● Stated exercise
Render each line of the listing below as a Markdown table with the columns Number and Record line, omitting blank lines and leaving out the pictures.

(Image point annotation entries)
──────────────────────────────

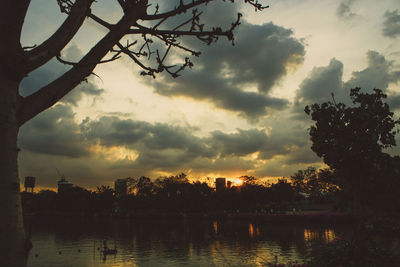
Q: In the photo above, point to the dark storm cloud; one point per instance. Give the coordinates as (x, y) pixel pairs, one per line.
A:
(322, 81)
(223, 73)
(241, 143)
(391, 25)
(394, 102)
(53, 132)
(378, 74)
(236, 78)
(165, 147)
(318, 86)
(343, 11)
(54, 69)
(112, 131)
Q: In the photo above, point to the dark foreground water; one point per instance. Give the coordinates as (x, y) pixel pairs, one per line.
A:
(59, 241)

──────────────────────────────

● Correct answer
| Number | Record line |
|---|---|
| 1 | Q: In the photo above, point to the dark storm cloud; one point per instance. Give the coordinates as (x, y) pixel pairs, one per line. |
| 2 | A: |
| 3 | (322, 81) |
| 4 | (223, 73) |
| 5 | (241, 143) |
| 6 | (391, 25) |
| 7 | (394, 102) |
| 8 | (53, 132) |
| 9 | (378, 74) |
| 10 | (236, 78) |
| 11 | (165, 147) |
| 12 | (318, 86) |
| 13 | (343, 11) |
| 14 | (54, 69) |
| 15 | (112, 131) |
| 16 | Q: In the photo above, point to the dark foreground water; one point per instance. Give the coordinates as (x, y) pixel pairs, one per line. |
| 17 | A: |
| 18 | (59, 241) |